Set problem A = In the sewing blog below, how much did the bin of yardage odds and ends cost at the yard sale?

— Start Selected excerpt —

Monday, September 19, 2011

14th Century Gothic Fitted Gown

My Moy idea has amended itself into a gothic gown. No, not like the dreary Morticia Addams get-up you see in Hot Topic -- more like this. Though mine will have buttons at the front, not lacing, and sleeves buttoned to the elbows.

(<--- not me.)


The reason for the change is because of the Moy sleeve. The more I looked at it, the weirder it seemed, and my mind went round and round with different piecing ideas from the many images I looked at, so finally I went with my original inspiration: the grande assiette sleeved dress I first saw here:

Bettina's stuff is just lovely, and inspires me to no end. What a talent she has! Go ahead; spend some time looking at her work. She's really doing it up right. And that tent! I can't wait to work on something like that for Dave and I.

(<--- also not me.)

The bin of yardage odds and ends I got at a yard sale for $5 is providing me with plenty of scraps to make mock-ups with. It's very freeing to be able to cut and trim and experiment without worrying about ruining my good fabric. Sure, the stuff is hideous and the colors are daunting at times, but I had to do four test sleeves to get the fit right and fit has nothing to do with color. And now I know when I cut out my sleeves, they will be just right.

This particular fabric (at left) is a nubby cotton blend of orange-ish gold and pink. It's really soft, for all it looks like a waiting room lounge. Dave actually likes it on me and said I should make a full-on dress from it. Uhm. No. It's ugly and frays like crazy.

(<--- yes, me!)

Want to see the fabrics? You know you do! Here's one of the gores. I put it in the sun so the colors would be more true. The navy blue wool is really dark. The gold linen lining is changeable in the light, sometimes it has almost a greenish cast to it. If you're old enough to remember Harvest Gold appliances in the 70's -- that's the color here.

And as I started stitching it together, all I could think of was this:

Oh well.

Friday, September 9, 2011

Side Project: Hakama pants

If you, like me, watched The Last Samurai and thought "Man, those pants look supremely cool, and totally comfortable" -- or am I the only one who thinks things like that while watching movies? -- then you might be interested in the construction of Hakama, the traditional garb pants of Samurai.

After a little digging, I found and used this helpful information
( to turn an old set of seersucker curtains into a test-run pair of hakama. They were surprisingly easy! More appropriate material choices might be a medium bottom-weight cotton or linen -- something that will take a crease and hold it. I would love to make a pair of these in a dark blue cotton printed with tiny cranes.

In this picture, I am pleased to introduce The Boy (my son, who is always requesting me to make him amazing clothing items, and I'm thinking maybe I'll just teach him to sew!) and The Girl (his girlfriend).

— End Selected excerpt —
— Start Entries —

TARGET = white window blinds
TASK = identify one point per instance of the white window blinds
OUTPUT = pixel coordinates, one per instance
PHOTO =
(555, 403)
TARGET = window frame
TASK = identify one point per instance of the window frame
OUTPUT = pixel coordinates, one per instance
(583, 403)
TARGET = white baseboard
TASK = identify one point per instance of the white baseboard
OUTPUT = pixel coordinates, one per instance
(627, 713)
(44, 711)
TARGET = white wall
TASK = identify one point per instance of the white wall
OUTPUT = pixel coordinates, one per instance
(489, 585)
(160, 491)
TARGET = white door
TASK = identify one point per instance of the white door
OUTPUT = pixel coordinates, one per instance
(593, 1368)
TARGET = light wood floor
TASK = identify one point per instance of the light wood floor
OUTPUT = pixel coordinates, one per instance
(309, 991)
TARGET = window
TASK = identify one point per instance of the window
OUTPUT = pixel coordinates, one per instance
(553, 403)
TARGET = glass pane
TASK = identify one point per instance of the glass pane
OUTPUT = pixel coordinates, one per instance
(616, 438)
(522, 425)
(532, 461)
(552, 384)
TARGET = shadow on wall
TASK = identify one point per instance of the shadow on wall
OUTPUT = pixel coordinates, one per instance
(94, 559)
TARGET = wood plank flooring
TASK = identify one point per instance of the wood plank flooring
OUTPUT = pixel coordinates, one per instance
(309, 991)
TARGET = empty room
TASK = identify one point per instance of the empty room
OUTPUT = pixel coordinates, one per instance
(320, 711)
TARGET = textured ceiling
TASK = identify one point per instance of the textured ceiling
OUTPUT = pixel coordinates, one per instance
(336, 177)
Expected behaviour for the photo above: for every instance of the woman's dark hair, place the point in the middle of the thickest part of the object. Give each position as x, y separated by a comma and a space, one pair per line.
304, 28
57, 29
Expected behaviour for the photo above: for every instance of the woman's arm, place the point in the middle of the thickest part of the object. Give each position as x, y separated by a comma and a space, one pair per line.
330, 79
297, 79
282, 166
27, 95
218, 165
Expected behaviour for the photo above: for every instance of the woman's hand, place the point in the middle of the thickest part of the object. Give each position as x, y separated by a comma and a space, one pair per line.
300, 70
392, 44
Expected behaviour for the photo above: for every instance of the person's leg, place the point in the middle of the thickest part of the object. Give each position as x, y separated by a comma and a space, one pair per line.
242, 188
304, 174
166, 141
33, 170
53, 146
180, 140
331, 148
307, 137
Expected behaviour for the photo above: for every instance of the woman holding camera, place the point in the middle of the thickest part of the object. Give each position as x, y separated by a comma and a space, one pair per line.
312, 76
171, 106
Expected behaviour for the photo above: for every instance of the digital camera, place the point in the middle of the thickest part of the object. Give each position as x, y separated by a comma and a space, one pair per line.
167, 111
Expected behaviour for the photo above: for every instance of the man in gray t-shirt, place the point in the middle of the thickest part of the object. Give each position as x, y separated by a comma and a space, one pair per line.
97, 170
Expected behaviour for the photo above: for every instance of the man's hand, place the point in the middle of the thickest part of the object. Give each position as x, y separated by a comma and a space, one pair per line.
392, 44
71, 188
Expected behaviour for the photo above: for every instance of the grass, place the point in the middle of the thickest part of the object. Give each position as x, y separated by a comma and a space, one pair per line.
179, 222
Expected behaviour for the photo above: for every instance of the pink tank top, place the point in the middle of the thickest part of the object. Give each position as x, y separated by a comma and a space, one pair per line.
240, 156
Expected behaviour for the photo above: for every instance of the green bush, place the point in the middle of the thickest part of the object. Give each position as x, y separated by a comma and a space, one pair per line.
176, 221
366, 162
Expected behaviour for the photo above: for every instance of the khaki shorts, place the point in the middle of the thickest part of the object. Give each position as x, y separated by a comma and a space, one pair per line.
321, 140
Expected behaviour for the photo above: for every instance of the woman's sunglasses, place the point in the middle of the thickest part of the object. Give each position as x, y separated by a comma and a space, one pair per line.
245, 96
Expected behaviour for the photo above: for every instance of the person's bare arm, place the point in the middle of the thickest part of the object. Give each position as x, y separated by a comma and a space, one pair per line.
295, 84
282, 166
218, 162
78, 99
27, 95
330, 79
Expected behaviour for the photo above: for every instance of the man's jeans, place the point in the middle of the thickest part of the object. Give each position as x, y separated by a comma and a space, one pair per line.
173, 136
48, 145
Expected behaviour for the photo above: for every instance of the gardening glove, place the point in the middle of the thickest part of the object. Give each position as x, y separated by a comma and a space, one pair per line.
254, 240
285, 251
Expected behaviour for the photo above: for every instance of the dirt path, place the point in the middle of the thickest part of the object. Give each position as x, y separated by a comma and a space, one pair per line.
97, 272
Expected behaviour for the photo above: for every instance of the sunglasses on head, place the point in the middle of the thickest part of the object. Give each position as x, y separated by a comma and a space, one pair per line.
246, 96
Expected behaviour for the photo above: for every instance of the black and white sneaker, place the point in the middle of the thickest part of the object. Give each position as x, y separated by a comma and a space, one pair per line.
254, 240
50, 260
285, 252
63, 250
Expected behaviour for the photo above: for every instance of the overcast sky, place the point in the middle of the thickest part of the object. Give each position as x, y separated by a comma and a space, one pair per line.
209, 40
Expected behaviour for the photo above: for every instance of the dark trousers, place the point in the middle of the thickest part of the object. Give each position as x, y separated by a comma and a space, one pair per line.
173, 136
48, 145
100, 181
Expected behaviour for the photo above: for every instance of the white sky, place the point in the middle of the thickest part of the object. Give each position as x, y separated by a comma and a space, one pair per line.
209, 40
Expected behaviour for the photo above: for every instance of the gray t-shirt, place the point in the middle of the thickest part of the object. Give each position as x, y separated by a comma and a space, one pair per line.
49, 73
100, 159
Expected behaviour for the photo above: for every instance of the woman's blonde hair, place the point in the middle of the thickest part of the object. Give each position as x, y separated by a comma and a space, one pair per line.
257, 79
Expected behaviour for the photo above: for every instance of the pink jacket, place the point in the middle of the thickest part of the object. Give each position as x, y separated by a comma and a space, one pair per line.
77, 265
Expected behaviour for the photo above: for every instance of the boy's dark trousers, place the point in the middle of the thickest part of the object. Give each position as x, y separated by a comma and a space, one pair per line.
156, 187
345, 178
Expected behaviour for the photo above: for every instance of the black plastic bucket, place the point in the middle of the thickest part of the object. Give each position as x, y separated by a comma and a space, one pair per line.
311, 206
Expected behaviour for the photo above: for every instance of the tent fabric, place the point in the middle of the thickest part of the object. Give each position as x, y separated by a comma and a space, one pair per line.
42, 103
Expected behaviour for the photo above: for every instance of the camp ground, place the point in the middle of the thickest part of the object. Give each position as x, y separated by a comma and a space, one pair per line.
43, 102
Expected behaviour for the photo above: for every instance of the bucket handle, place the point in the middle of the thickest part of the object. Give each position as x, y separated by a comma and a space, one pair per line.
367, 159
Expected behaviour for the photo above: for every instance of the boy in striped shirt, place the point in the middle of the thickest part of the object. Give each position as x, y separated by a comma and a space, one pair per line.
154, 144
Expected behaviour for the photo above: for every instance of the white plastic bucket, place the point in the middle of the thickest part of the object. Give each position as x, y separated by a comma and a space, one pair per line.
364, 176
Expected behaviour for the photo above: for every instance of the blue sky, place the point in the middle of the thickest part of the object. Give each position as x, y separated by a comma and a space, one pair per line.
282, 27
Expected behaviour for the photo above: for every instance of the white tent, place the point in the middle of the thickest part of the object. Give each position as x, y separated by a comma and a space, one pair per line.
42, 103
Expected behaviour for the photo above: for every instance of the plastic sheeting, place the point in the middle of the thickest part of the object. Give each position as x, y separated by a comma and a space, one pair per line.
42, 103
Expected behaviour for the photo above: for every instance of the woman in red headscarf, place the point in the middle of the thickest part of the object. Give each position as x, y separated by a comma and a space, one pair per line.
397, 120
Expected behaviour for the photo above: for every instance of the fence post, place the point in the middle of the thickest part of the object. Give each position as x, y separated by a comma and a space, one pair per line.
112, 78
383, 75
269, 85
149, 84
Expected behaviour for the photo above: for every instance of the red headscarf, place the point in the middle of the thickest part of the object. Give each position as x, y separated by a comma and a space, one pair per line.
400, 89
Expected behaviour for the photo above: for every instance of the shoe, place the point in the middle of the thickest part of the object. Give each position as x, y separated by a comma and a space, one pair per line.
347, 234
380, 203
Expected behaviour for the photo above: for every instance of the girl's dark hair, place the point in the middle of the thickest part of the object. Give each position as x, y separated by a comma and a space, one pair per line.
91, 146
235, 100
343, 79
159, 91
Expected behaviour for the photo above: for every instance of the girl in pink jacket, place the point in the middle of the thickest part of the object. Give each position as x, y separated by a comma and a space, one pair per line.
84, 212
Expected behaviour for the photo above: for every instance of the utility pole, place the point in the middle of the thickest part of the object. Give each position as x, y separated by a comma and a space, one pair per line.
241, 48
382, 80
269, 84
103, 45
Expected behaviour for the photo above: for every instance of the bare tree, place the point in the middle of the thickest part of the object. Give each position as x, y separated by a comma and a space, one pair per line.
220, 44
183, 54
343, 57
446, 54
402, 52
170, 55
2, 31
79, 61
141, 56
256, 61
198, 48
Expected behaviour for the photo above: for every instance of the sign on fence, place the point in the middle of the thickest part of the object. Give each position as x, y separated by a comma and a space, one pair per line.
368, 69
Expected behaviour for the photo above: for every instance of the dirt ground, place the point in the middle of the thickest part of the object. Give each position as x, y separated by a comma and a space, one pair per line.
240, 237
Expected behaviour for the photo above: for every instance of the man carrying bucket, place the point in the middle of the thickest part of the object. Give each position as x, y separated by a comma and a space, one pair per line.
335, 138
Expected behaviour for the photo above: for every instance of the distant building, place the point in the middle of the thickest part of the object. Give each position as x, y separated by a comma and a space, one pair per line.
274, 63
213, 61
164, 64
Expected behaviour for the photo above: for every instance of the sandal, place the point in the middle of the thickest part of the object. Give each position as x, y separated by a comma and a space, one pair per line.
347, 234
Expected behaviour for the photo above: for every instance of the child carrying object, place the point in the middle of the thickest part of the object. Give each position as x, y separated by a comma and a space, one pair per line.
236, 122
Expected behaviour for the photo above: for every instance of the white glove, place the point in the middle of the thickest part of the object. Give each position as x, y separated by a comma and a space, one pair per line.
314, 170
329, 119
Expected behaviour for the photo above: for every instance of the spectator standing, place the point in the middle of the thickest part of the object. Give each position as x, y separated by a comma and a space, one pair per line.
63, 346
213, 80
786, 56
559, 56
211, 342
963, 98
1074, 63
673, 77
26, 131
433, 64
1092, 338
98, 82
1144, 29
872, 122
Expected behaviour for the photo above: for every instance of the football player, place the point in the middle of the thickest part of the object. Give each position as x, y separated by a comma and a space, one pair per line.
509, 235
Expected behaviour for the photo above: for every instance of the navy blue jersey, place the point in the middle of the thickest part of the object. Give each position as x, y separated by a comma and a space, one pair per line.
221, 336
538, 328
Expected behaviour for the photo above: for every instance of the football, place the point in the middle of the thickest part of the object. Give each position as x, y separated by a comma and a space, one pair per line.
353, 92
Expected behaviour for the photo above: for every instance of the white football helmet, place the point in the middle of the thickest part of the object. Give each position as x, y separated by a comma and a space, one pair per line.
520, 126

— End Entries —

Set problem B = Return every line of the records that contains the string "ground". Case counts.

Finished answer A = $5

Finished answer B =
Expected behaviour for the photo above: for every instance of the camp ground, place the point in the middle of the thickest part of the object. Give each position as x, y separated by a comma and a space, one pair per line.
Expected behaviour for the photo above: for every instance of the dirt ground, place the point in the middle of the thickest part of the object. Give each position as x, y separated by a comma and a space, one pair per line.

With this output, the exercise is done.